» **Goal**
Rewrite the data below, putting "power cable" wherever "overhead wire" occurs and keeping everything else the same.

» **Records**

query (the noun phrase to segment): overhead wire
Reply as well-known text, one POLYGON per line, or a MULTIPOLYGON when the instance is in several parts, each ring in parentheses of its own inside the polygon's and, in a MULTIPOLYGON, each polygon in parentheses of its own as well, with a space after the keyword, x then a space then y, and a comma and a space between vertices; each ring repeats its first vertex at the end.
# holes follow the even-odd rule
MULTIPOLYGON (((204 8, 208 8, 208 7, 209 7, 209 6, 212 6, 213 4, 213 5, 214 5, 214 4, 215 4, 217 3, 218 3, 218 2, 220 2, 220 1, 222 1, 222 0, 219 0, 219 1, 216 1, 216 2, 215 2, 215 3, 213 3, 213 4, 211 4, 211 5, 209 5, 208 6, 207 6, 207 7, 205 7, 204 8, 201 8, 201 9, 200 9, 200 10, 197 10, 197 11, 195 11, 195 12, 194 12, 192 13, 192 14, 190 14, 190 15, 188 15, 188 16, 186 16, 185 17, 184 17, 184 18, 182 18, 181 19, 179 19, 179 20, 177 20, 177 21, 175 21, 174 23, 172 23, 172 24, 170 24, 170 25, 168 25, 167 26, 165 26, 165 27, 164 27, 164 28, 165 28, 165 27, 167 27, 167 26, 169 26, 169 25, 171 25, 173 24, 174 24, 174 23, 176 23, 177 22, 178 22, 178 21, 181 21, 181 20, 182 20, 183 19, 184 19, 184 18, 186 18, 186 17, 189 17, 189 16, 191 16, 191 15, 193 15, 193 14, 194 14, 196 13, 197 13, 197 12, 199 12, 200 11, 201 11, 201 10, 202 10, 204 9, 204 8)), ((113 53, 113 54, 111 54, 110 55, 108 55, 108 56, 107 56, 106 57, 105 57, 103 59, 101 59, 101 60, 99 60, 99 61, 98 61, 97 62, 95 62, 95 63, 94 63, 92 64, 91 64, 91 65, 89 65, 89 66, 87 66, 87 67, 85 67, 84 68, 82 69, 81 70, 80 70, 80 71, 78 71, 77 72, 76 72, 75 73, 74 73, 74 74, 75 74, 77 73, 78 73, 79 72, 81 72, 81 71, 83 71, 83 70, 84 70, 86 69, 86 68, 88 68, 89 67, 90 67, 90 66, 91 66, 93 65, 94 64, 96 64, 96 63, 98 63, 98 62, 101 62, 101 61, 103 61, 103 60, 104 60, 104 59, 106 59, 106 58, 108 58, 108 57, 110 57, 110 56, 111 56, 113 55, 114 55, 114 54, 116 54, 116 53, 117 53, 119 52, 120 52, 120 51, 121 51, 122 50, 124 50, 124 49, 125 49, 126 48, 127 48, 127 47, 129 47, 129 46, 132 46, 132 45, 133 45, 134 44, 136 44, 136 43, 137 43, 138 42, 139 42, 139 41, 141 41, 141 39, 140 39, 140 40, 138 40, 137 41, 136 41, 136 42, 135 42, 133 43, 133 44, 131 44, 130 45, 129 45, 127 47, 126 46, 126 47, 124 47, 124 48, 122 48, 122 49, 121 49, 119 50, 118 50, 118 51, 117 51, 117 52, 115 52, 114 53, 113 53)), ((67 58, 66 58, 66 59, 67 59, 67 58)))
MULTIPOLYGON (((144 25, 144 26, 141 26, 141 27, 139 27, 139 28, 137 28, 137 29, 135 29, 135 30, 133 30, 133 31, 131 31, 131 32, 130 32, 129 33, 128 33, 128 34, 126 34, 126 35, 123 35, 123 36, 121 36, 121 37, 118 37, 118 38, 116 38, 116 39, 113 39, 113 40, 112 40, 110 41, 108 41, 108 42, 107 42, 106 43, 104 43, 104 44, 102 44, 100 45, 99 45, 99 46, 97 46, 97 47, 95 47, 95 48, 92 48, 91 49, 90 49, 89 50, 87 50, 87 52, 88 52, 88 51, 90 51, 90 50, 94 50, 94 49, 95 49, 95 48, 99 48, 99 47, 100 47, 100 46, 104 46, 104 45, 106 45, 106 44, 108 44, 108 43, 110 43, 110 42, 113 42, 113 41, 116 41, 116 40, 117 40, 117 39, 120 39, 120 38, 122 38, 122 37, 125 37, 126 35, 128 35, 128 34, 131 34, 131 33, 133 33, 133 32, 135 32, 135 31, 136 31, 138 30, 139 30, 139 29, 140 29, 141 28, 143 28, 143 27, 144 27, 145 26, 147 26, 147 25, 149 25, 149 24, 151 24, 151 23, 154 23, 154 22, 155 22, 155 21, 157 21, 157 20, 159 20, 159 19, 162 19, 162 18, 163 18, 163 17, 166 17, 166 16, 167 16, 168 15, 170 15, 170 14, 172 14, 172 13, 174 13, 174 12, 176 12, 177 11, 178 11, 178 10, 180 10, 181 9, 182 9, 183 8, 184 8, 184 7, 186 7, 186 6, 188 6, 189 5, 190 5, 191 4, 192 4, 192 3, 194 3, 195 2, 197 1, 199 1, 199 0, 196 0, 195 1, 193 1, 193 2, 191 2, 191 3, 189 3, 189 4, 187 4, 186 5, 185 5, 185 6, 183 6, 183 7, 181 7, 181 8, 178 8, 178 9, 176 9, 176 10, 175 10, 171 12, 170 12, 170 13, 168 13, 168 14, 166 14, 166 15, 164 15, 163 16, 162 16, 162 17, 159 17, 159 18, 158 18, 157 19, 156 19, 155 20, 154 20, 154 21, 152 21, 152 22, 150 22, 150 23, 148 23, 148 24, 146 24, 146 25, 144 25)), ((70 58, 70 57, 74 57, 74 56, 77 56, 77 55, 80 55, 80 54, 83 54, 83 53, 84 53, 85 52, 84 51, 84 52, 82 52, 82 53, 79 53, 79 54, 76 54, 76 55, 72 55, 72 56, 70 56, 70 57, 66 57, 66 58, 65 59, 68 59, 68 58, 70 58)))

» **Solution below**
query (the noun phrase to segment): power cable
Reply as well-known text, one POLYGON per line, or a MULTIPOLYGON when the instance is in several parts, each ring in parentheses of its own inside the polygon's and, in a MULTIPOLYGON, each polygon in parentheses of its own as well, with a space after the keyword, x then a space then y, and a comma and a space between vertices; each ring repeats its first vertex at the end.
# holes follow the even-odd rule
MULTIPOLYGON (((204 8, 208 8, 208 7, 209 7, 209 6, 212 6, 213 4, 213 5, 214 5, 214 4, 215 4, 217 3, 218 3, 218 2, 220 2, 220 1, 222 1, 222 0, 219 0, 219 1, 216 1, 216 2, 215 2, 215 3, 213 3, 213 4, 211 4, 211 5, 209 5, 208 6, 207 6, 207 7, 205 7, 204 8, 201 8, 201 9, 200 9, 200 10, 197 10, 197 11, 195 11, 195 12, 194 12, 192 13, 192 14, 190 14, 190 15, 188 15, 188 16, 186 16, 185 17, 184 17, 184 18, 182 18, 181 19, 179 19, 179 20, 177 20, 177 21, 175 21, 174 23, 172 23, 172 24, 170 24, 170 25, 168 25, 167 26, 165 26, 165 27, 164 27, 164 28, 165 28, 165 27, 167 27, 167 26, 169 26, 169 25, 171 25, 173 24, 174 24, 174 23, 176 23, 177 22, 178 22, 178 21, 181 21, 181 20, 182 20, 183 19, 184 19, 184 18, 186 18, 186 17, 189 17, 189 16, 191 16, 191 15, 193 15, 193 14, 194 14, 196 13, 197 13, 197 12, 199 12, 200 11, 201 11, 201 10, 202 10, 204 9, 204 8)), ((113 53, 113 54, 111 54, 110 55, 108 55, 108 56, 107 56, 106 57, 105 57, 103 59, 101 59, 101 60, 99 60, 99 61, 98 61, 97 62, 95 62, 95 63, 94 63, 92 64, 91 64, 91 65, 89 65, 89 66, 87 66, 87 67, 85 67, 84 68, 82 69, 81 70, 80 70, 80 71, 78 71, 77 72, 76 72, 75 73, 74 73, 74 74, 75 74, 77 73, 78 73, 79 72, 81 72, 81 71, 83 71, 83 70, 84 70, 86 69, 86 68, 88 68, 89 67, 90 67, 90 66, 91 66, 93 65, 94 64, 96 64, 96 63, 98 63, 98 62, 101 62, 101 61, 103 61, 103 60, 104 60, 104 59, 106 59, 106 58, 108 58, 108 57, 110 57, 110 56, 111 56, 113 55, 114 55, 114 54, 116 54, 116 53, 117 53, 119 52, 120 52, 120 51, 121 51, 122 50, 124 50, 124 49, 125 49, 126 48, 127 48, 127 47, 129 47, 129 46, 132 46, 132 45, 133 45, 134 44, 136 44, 136 43, 137 43, 138 42, 139 42, 139 41, 141 41, 141 39, 140 39, 140 40, 138 40, 137 41, 136 41, 136 42, 135 42, 133 43, 133 44, 131 44, 130 45, 129 45, 127 47, 126 46, 126 47, 124 47, 124 48, 122 48, 122 49, 121 49, 119 50, 118 50, 118 51, 117 51, 117 52, 115 52, 114 53, 113 53)), ((67 58, 66 58, 66 59, 67 59, 67 58)))
MULTIPOLYGON (((144 25, 144 26, 141 26, 141 27, 139 27, 139 28, 137 28, 137 29, 135 29, 135 30, 133 30, 133 31, 131 31, 131 32, 130 32, 129 33, 128 33, 128 34, 126 34, 126 35, 123 35, 123 36, 121 36, 121 37, 118 37, 118 38, 116 38, 116 39, 113 39, 113 40, 112 40, 110 41, 108 41, 108 42, 107 42, 106 43, 104 43, 104 44, 102 44, 100 45, 99 45, 99 46, 97 46, 97 47, 95 47, 95 48, 92 48, 91 49, 90 49, 89 50, 87 50, 87 52, 88 52, 88 51, 90 51, 90 50, 94 50, 94 49, 95 49, 95 48, 99 48, 99 47, 100 47, 100 46, 104 46, 104 45, 106 45, 106 44, 108 44, 108 43, 110 43, 110 42, 113 42, 113 41, 116 41, 116 40, 117 40, 117 39, 120 39, 120 38, 122 38, 122 37, 125 37, 126 35, 128 35, 128 34, 131 34, 131 33, 133 33, 133 32, 135 32, 135 31, 136 31, 138 30, 139 30, 139 29, 140 29, 141 28, 143 28, 143 27, 144 27, 145 26, 147 26, 147 25, 149 25, 149 24, 151 24, 151 23, 154 23, 154 22, 155 22, 155 21, 157 21, 157 20, 159 20, 159 19, 162 19, 162 18, 163 18, 163 17, 166 17, 166 16, 167 16, 168 15, 170 15, 170 14, 172 14, 172 13, 174 13, 174 12, 176 12, 177 11, 178 11, 178 10, 180 10, 181 9, 182 9, 183 8, 184 8, 184 7, 186 7, 186 6, 188 6, 189 5, 190 5, 191 4, 192 4, 192 3, 194 3, 195 2, 197 1, 199 1, 199 0, 196 0, 195 1, 193 1, 193 2, 191 2, 191 3, 189 3, 189 4, 187 4, 186 5, 185 5, 185 6, 183 6, 183 7, 181 7, 181 8, 178 8, 178 9, 176 9, 176 10, 175 10, 171 12, 170 12, 170 13, 168 13, 168 14, 166 14, 166 15, 164 15, 163 16, 162 16, 162 17, 159 17, 159 18, 158 18, 157 19, 156 19, 155 20, 154 20, 154 21, 152 21, 152 22, 150 22, 150 23, 148 23, 148 24, 146 24, 146 25, 144 25)), ((70 58, 70 57, 74 57, 74 56, 77 56, 77 55, 80 55, 80 54, 83 54, 83 53, 84 53, 85 52, 84 51, 84 52, 82 52, 82 53, 79 53, 79 54, 76 54, 76 55, 72 55, 72 56, 70 56, 70 57, 66 57, 66 58, 65 59, 68 59, 68 58, 70 58)))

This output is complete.